> _EJERCICIO_
Indica si cada afirmación concuerda con el texto sobre el servicio que aparece más abajo. Responde sí o no y cita literalmente las palabras del texto que lo deciden: (a) Cristo sale al paso de la desviación con el ejemplo y con su enseñanza. (b) El servicio debe prestarse aunque se preste a abusos. (c) Cristo mostró su actitud de servicio solo en la última cena.

> _TEXTO PROPORCIONADO_

++++++++++++++++++++

“El que quiera ser grande, sea vuestro servidor; y el que quiera ser el primero, sea esclavo de todos. Porque el Hijo del hombre no ha venido para que le sirvan, sino para servir y dar su vida en rescate por todos.” (Mc 10, 42-45)
Probablemente sea el instinto humano, deformado por el pecado original, el que nos lleva a pensar que el grande es el que manda y que el que sirve es inferior, es, de alguna manera, un pobre desgraciado. Por eso, porque el instinto está herido por el pecado, es por lo que huimos del servicio y procuramos ser servidos.
Cristo, conocedor del alma humana, quiere salir al paso de esa desviación. Lo hace de dos maneras, con el ejemplo y con su enseñanza. Una y otra vez, y no sólo en aquella última cena en la que lavó los pies a los apóstoles, dio muestras de su actitud de servicio. En esta ocasión, tal y como cuenta el evangelista Marcos, lo quiso enseñar explícitamente, hablando de sí mismo (“el Hijo del hombre no ha venido para que le sirvan, sino para servir”) y diciendo a sus seguidores que ellos debían imitarle y hacer lo mismo. Se tratará, pues, de llevar a la práctica lo que el Maestro hizo y enseñó, pues ninguno es tan grande como Él y por lo tanto ninguno tiene que abajarse tanto y humillarse tanto como hizo Él. Se trata de servir y de hacerlo con alegría, sin quejarse, sabiendo que así se imita al Señor y se le ama en los hermanos. Claro que ese servicio debe ser inteligente, sin que se preste a abusos o pueda ser empleado para maleducar. Pero dentro de estos márgenes, lo que hay que hacer es teorizar menos sobre el servicio y servir más. Por amor a Cristo, con la ayuda de Cristo y como hizo María, la esclava del Señor.

++++++++++++++++++++

> _FILAS PROPORCIONADAS_
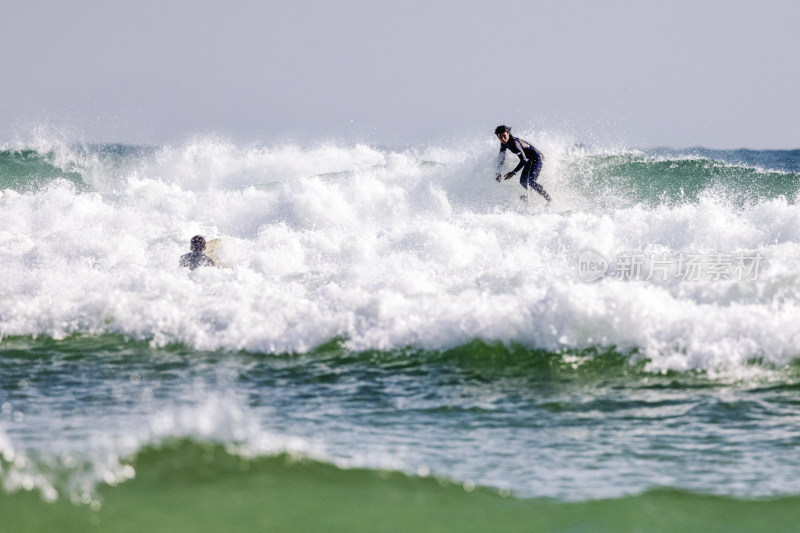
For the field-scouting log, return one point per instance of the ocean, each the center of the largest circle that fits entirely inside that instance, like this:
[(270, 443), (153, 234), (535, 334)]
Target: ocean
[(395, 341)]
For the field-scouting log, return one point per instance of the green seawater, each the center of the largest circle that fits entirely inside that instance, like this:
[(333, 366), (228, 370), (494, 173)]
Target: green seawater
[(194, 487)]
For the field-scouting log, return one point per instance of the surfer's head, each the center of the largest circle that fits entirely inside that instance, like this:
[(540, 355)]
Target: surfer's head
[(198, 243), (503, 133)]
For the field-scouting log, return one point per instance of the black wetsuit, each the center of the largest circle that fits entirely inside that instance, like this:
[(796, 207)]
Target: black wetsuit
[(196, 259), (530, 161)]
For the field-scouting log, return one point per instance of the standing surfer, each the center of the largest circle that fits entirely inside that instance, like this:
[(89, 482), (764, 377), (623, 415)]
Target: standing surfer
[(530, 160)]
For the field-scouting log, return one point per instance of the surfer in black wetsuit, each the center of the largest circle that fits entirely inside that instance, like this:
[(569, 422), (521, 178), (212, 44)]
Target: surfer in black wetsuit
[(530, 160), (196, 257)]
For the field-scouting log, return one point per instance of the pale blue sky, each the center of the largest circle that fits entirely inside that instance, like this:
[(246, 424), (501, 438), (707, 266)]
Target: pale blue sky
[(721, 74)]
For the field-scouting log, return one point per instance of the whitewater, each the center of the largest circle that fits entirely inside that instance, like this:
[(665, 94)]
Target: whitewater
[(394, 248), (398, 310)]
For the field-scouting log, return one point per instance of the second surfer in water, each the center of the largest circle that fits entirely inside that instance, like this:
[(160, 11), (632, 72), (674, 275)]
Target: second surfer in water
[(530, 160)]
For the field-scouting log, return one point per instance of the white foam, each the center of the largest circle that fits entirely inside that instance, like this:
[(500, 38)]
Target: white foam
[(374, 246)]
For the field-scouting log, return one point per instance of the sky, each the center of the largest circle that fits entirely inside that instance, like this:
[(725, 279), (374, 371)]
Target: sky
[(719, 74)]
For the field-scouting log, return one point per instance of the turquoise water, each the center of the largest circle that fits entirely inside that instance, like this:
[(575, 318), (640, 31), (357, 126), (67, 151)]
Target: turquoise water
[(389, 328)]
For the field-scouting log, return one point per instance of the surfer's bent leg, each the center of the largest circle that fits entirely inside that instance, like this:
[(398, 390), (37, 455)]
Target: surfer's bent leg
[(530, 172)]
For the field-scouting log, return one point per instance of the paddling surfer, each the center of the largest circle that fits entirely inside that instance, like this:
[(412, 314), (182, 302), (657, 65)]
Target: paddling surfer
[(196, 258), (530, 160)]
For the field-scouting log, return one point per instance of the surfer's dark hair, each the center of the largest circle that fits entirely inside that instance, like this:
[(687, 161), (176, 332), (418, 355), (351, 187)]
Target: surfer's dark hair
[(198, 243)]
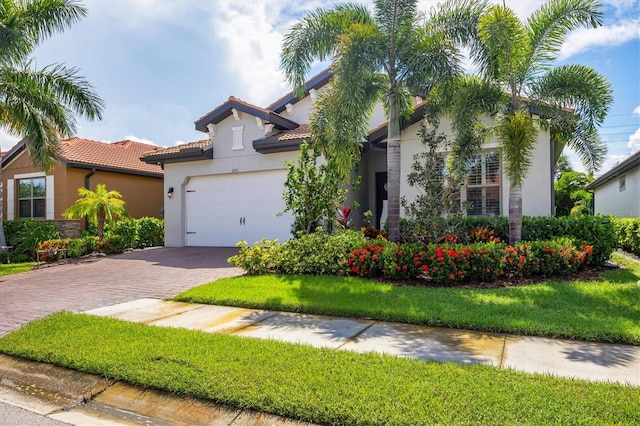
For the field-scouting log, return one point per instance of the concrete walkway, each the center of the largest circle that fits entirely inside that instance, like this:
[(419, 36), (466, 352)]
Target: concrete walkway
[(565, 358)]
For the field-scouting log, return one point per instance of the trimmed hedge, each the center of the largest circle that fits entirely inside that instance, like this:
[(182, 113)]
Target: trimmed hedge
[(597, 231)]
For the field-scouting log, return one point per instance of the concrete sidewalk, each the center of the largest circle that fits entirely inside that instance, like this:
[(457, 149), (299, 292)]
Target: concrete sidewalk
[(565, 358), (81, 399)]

++++++++++++++++++++

> _SOLUCIÓN_
(a) Sí: "Lo hace de dos maneras, con el ejemplo y con su enseñanza."
(b) No: "Claro que ese servicio debe ser inteligente, sin que se preste a abusos o pueda ser empleado para maleducar."
(c) No: "Una y otra vez, y no sólo en aquella última cena en la que lavó los pies a los apóstoles, dio muestras de su actitud de servicio."